_Text:_
Skip to contents

Takes in a data-generating process (DGP), and induces some bias due to omitted variable(s). In other words, this function will generate a design matrix X and response vector y according to the inputted DGP function, but will return a partially missing design matrix, where some variable/feature columns have been omitted.

Usage

omitted_var_dgp(dgp_fun, omitted_vars = 1, ...)

Arguments

dgp_fun

A function that generates data according to some known data-generating process. This function should return an object of the same format as the output of return_DGP_output().

omitted_vars

A vector of indices or column names corresponding to columns in X that should be omitted.

...

Additional arguments to pass to dgp_fun().

Value

The returned object has the same format as the output of dgp_fun(), except that specified variables, given by omitted_vars, have been omitted from the X component and the support (if applicable).

Examples

# generate data from a linear gaussian DGP with the first variable missing
dgp_out <- omitted_var_dgp(dgp_fun = linear_gaussian_dgp,
                           n = 100, p_obs = 10, s_obs = 2,
                           omitted_vars = 1)
# or equivalently, (minus the difference in column names)
dgp_out <- linear_gaussian_dgp(n = 10, p_obs = 9, p_unobs = 1,
                               s_obs = 1, s_unobs = 1)

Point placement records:
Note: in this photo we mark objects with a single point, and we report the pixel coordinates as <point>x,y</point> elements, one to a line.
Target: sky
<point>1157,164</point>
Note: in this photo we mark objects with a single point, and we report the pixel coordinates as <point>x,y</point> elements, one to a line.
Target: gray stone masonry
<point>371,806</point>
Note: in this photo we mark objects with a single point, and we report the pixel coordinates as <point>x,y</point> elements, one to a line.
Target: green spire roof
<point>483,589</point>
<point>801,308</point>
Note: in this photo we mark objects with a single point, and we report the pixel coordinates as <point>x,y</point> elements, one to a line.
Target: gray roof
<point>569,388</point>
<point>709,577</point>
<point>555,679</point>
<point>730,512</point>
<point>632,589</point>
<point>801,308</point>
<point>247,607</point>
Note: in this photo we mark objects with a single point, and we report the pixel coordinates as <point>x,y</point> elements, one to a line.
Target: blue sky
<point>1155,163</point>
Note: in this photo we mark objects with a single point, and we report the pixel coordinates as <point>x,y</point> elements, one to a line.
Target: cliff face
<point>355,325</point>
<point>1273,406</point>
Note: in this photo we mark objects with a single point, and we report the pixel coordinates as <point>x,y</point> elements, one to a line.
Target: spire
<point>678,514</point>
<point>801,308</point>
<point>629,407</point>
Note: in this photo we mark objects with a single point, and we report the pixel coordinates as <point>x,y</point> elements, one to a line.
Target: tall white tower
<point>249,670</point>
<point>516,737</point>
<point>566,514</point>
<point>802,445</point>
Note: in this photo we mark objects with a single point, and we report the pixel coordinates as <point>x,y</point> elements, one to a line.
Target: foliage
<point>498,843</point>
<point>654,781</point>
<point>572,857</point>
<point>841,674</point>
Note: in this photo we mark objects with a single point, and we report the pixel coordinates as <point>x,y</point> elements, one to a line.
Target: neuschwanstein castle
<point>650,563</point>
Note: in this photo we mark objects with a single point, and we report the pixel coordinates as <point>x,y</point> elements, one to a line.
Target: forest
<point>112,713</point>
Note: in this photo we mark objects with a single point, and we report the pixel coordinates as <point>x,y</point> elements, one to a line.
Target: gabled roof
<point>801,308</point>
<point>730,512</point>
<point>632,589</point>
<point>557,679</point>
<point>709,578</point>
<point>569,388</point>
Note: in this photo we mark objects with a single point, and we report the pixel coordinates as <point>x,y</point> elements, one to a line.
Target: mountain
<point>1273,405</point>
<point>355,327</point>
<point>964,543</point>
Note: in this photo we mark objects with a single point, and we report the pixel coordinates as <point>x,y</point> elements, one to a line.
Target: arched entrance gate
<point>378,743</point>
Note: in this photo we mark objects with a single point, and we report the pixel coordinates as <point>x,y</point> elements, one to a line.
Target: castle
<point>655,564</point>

_Exercise set:_
• a. Output the part of the omitted_var_dgp documentation that begins at the words "Takes in a data-generating" and stops after "have been omitted.".
• b. According to the omitted_var_dgp documentation, what does the omitted_vars argument accept?
Use only the omitted_var_dgp documentation to respond.

_Results for the exercise:_
• a.
Takes in a data-generating process (DGP), and induces some bias due to omitted variable(s). In other words, this function will generate a design matrix X and response vector y according to the inputted DGP function, but will return a partially missing design matrix, where some variable/feature columns have been omitted.

• b. A vector of indices or column names corresponding to columns in X that should be omitted.